▶ _Work instructions_:
Using the records below, repeat exactly the lines from the one holding "Query: floor" through the one holding "Query: window mullion", both ends included, and no others.

▶ _Raw data_:

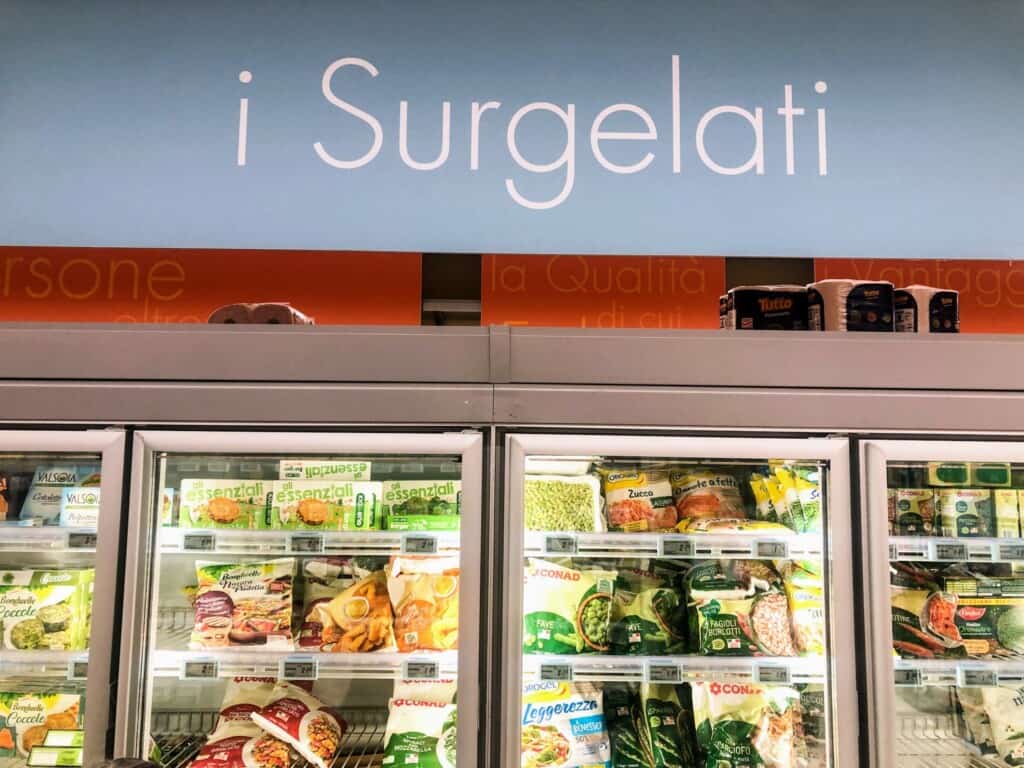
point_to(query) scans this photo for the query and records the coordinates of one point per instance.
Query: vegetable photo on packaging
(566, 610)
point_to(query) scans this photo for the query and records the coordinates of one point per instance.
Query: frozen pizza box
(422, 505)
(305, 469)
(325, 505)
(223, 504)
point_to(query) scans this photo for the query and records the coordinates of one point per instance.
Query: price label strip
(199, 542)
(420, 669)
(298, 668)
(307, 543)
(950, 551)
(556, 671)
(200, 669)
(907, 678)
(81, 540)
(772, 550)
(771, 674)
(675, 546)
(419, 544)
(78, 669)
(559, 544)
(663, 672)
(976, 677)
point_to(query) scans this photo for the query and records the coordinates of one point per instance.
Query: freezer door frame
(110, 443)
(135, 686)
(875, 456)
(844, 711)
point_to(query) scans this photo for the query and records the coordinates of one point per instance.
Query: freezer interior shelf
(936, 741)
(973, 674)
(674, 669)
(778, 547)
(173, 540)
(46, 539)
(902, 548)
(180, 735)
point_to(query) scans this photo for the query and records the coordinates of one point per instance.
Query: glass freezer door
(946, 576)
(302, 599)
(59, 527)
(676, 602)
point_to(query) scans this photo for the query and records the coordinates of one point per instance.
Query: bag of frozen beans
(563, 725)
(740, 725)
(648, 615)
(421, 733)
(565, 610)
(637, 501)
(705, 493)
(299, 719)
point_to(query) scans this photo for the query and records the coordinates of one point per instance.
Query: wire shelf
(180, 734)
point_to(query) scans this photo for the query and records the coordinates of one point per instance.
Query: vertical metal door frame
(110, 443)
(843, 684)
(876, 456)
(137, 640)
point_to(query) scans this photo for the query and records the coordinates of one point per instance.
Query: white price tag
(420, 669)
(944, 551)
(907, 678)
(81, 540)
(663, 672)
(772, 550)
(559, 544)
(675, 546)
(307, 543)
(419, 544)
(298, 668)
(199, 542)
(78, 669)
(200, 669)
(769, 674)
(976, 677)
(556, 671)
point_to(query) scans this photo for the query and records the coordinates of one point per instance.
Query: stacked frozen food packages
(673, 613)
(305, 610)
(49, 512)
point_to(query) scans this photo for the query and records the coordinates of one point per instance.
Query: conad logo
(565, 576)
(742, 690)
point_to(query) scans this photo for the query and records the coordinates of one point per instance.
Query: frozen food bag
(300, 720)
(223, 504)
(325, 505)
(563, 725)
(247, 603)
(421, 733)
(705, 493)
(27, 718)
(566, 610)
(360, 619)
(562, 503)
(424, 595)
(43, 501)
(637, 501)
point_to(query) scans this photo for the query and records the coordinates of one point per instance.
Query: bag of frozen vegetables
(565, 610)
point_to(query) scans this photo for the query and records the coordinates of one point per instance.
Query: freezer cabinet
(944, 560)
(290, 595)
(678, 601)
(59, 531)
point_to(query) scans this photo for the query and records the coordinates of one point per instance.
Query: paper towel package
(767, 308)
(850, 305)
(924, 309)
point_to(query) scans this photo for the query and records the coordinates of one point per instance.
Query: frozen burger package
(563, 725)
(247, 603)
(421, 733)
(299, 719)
* * *
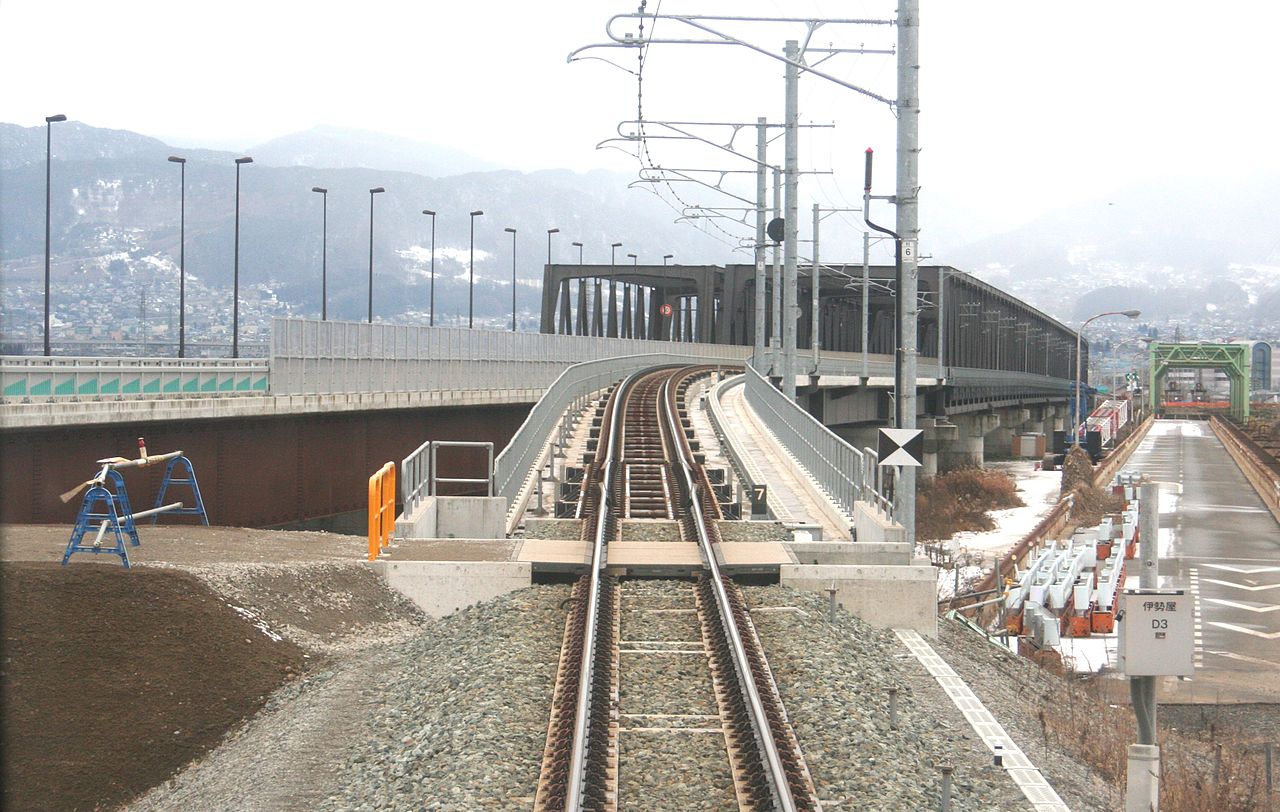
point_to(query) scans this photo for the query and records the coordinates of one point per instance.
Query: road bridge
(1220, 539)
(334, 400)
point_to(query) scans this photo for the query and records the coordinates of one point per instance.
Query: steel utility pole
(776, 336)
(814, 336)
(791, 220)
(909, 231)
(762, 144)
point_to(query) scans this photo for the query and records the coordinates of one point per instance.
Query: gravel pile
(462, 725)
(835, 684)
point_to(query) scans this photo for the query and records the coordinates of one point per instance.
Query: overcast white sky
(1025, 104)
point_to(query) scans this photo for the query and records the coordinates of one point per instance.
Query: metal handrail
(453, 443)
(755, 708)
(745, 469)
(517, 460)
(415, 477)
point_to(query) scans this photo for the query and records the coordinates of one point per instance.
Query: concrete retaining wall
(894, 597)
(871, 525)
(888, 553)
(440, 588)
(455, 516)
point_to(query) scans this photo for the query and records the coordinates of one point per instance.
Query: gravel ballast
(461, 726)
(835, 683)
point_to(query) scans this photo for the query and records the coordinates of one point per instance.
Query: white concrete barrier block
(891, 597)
* * *
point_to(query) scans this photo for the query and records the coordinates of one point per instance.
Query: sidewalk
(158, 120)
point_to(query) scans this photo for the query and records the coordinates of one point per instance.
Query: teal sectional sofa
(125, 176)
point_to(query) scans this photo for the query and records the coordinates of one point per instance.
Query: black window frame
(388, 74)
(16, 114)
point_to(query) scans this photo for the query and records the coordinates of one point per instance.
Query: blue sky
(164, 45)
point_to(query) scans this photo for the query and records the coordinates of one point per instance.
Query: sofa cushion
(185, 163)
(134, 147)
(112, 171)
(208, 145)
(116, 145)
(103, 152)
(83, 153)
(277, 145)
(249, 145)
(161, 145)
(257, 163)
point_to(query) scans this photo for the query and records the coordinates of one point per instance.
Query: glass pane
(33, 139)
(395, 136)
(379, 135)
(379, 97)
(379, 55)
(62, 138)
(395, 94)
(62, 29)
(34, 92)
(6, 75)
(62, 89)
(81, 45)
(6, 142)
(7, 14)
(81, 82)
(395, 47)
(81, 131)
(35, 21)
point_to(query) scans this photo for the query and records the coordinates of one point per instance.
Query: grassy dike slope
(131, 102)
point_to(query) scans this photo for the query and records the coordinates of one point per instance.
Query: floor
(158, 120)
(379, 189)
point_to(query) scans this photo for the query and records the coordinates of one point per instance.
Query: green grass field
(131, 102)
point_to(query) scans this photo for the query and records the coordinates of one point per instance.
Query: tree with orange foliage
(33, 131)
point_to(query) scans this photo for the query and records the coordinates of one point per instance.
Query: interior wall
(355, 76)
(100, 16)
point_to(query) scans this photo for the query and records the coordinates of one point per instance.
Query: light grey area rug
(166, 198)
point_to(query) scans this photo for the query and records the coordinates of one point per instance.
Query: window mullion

▶ _Response to this exercise_:
Query: floor
(158, 120)
(379, 189)
point_to(query) scans this photo for the query and records the coordinates of one point per instance.
Query: green grass field
(131, 102)
point_to(query) scans this photo for the query and records the coordinates of one point per instance.
Query: tree with orange foliage
(33, 131)
point_to(query) scans this photo for the query and records the coordinates of one point per instance.
Query: interior wall
(355, 76)
(100, 16)
point_to(query) scans this photo for the query and records the coordinates of one point per instance.
Query: light grey area rug
(166, 198)
point_to(query) scans this photo for the query and records the coordinates of one point per instance.
Query: window mullion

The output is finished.